After their perilous route from Boston to the research lab, Joel and Ellie have built a special bond. The two have saved each other’s lives countless times. After 20 years, Joel has finally opened up to someone and now genuinely cares for Ellie. She is all he has.
So after hearing about the operation on Ellie, Joel makes his decision. Joel overpowers the soldiers escorting him out, takes a rifle, and fights his way through the hospital towards the operating room. On his way, he kills innocent doctors and soldiers that have surrendered. In the operating room, the surgeon refuses to give Ellie up. Joel, desperate, is forced to kill him too. He carries Ellie, limp and pale in his arms, outside.
In the parking garage, Marlene, one of the leaders in the lab, blocks their escape. ‘There’s still time to do the right thing’ she pleads. Joel fires his gun, hidden underneath Ellie. Marlene, slowly dying, begs for her life, but Joel is resolute. He kills her too.

> _Prompt A_
In the passage about Joel and Ellie, who blocks their escape in the parking garage?
> _Prompt B_
Write the next part of the passage about Joel and Ellie, continuing from its final sentence.

> _Dataset records_
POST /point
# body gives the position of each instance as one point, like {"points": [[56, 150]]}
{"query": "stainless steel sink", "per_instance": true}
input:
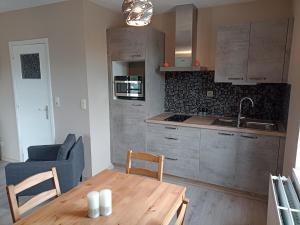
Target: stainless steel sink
{"points": [[225, 122], [246, 123], [260, 125]]}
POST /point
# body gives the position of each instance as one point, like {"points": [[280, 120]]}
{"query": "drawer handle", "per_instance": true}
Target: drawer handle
{"points": [[225, 134], [249, 137], [235, 78], [171, 128], [169, 158], [257, 78], [168, 138]]}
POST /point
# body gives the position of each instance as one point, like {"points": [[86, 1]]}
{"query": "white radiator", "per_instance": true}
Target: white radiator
{"points": [[283, 204]]}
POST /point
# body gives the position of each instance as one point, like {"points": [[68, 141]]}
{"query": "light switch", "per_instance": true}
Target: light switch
{"points": [[83, 104], [57, 101]]}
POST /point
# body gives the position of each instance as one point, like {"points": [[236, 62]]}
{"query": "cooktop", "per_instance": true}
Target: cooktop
{"points": [[178, 118]]}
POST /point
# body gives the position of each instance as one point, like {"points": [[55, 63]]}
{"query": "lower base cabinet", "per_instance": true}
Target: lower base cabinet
{"points": [[218, 157], [179, 145], [238, 160]]}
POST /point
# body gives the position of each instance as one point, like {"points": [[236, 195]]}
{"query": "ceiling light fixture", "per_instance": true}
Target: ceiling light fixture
{"points": [[137, 12]]}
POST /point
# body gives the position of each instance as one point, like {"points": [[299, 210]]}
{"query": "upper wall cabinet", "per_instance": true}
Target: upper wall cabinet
{"points": [[232, 53], [268, 42], [127, 44], [253, 53]]}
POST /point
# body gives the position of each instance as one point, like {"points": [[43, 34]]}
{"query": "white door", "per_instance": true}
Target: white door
{"points": [[32, 90]]}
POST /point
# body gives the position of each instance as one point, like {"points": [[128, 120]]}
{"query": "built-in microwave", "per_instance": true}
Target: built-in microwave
{"points": [[129, 87]]}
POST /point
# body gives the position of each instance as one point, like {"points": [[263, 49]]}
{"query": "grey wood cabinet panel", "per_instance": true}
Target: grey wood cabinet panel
{"points": [[128, 129], [127, 44], [256, 159], [173, 130], [267, 51], [232, 53], [218, 157], [179, 145]]}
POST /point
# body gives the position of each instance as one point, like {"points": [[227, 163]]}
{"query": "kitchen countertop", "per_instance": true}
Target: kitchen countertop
{"points": [[206, 123]]}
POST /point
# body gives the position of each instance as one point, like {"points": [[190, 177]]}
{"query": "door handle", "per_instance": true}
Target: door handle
{"points": [[46, 109], [225, 134], [174, 139], [169, 158], [47, 112], [249, 137]]}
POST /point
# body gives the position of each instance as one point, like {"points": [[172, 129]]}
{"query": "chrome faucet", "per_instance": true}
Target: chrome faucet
{"points": [[240, 111]]}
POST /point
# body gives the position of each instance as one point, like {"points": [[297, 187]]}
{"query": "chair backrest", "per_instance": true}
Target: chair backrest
{"points": [[13, 190], [181, 212], [146, 157]]}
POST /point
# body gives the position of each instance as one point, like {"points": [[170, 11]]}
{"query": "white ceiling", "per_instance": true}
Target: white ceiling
{"points": [[165, 5], [159, 5]]}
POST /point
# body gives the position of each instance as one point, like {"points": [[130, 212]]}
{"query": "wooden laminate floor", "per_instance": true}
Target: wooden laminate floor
{"points": [[208, 206]]}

> _Answer A_
Marlene, one of the leaders in the lab.

> _Answer B_
Was it the right thing to do?
It’s important to note that at the beginning of the series, Joel faces a similar situation. Fleeing his hometown, he carries his daughter Sarah in his arms and encounters a lone soldier on his way. The young man is instructed to kill everyone he sees, as they could be infected and compromise the safety of many other civilians and the military in the city. After hesitating for quite some time, the soldier makes his decision: he shoots the completely defenseless Joel and Sarah. She dies.
We can see quite some similarities between the two situations where Joel is carrying a defenseless teenager girl, trying to escape. And from that, it is not surprising Joel chooses to save Ellie. In essence, Joel’s decision is about saving Ellie or serving the greater good, just as the soldier had to decide between saving Joel and his daughter and protecting the safety of everyone else in the city. The soldier chose to serve the many, and ended up killing an innocent girl that wasn’t even infected. And would the death of Sarah, if she actually were infected, really have prevented the city from being overrun by all the other zombies?
After losing Sarah, Joel chooses Ellie. After all, how likely is it that a vaccine would actually be effective against Cordyceps? Were the doctors skilled enough to make one at all? How would they mass produce the vaccine without any proper facilities? What would be the plan for distributing it, given that the infrastructure is completely destroyed?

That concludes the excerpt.